Provided text:
** start **

The basic idea is that a model learns a mapping from text to coordinates in a high dimensional space. If two words or sentences appear in similar contexts, their vectors often point to nearby locations. Once text becomes vectors, a computer can measure similarity with tools like distance or cosine similarity. This makes it possible to cluster related documents, retrieve useful information, and feed language into larger machine learning systems.
Key Facts
- An embedding is a vector x = [x1, x2, ..., xn] that represents text as numbers in n dimensions.
- Similar meaning often corresponds to small distance: d(a,b) = sqrt(sum_i (ai - bi)^2).
- Cosine similarity compares direction: cos(theta) = (a · b) / (||a|| ||b||).
- Words used in similar contexts tend to learn similar embeddings.
- Sentence embeddings combine information from many tokens into one vector for the whole sentence.
- Higher dimension can capture more features, but it also increases storage and computation cost.
Vocabulary
- Embedding
- A numerical vector that represents the meaning or features of a word, sentence, or other item.
- Vector space
- A mathematical space where each item is placed at coordinates so distances and directions can be compared.
- Dimension
- One component or feature of a vector, such as one position in a list of numbers.
- Cosine similarity
- A measure of how similar two vectors are based on the angle between them.
- Clustering
- The grouping of nearby vectors so that similar items end up in the same region.
Common Mistakes to Avoid
- Treating embeddings as random number lists, which is wrong because each vector is learned to preserve useful patterns of meaning or context.
- Assuming close vectors always mean identical meaning, which is wrong because similar position usually suggests related usage, not perfect synonymy.
- Comparing vectors with raw length only, which is wrong because direction often matters more and cosine similarity is commonly more useful.
- Thinking a 2D plot is the full embedding, which is wrong because most real embeddings live in many dimensions and 2D diagrams are simplified projections.
Practice Questions
- 1 A word embedding has 128 dimensions. If each dimension is stored as one number, how many numbers are needed to store embeddings for 250 words?
- 2 Two vectors are a = [1, 2] and b = [4, 6]. Find the Euclidean distance d(a,b) = sqrt((1 - 4)^2 + (2 - 6)^2).
- 3 Why can embeddings help a search engine return useful results even when the query and the document do not use exactly the same words?

** end **

Task details:
Reproduce the passage from the text on embeddings word for word, starting at the words "- Dimension" and ending after "meaning or context.".

Items:

** start **

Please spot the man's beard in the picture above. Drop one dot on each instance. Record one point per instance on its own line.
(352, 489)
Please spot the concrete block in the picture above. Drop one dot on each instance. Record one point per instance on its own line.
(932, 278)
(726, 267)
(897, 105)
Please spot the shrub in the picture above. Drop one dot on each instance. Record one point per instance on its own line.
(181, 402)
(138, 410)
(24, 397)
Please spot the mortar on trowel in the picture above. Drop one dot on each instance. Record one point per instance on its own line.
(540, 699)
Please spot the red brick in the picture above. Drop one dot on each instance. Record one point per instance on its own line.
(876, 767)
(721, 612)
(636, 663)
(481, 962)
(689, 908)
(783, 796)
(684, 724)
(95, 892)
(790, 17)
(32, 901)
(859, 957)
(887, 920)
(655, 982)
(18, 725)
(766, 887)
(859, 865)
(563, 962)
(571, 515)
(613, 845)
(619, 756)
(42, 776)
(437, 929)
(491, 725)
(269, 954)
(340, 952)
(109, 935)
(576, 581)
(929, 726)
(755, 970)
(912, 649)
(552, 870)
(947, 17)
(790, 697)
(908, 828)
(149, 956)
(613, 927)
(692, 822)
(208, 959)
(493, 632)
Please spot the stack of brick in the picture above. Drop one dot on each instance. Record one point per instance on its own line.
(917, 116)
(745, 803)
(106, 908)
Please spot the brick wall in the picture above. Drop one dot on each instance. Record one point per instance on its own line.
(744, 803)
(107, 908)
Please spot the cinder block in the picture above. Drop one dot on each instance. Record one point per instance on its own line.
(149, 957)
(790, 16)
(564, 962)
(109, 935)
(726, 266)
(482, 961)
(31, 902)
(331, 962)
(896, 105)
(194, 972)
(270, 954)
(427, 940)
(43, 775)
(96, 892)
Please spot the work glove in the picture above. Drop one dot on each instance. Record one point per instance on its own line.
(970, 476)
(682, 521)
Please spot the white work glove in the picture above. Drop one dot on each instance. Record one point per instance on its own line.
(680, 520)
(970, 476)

** end **

Reply:
- Dimension
- One component or feature of a vector, such as one position in a list of numbers.
- Cosine similarity
- A measure of how similar two vectors are based on the angle between them.
- Clustering
- The grouping of nearby vectors so that similar items end up in the same region.
Common Mistakes to Avoid
- Treating embeddings as random number lists, which is wrong because each vector is learned to preserve useful patterns of meaning or context.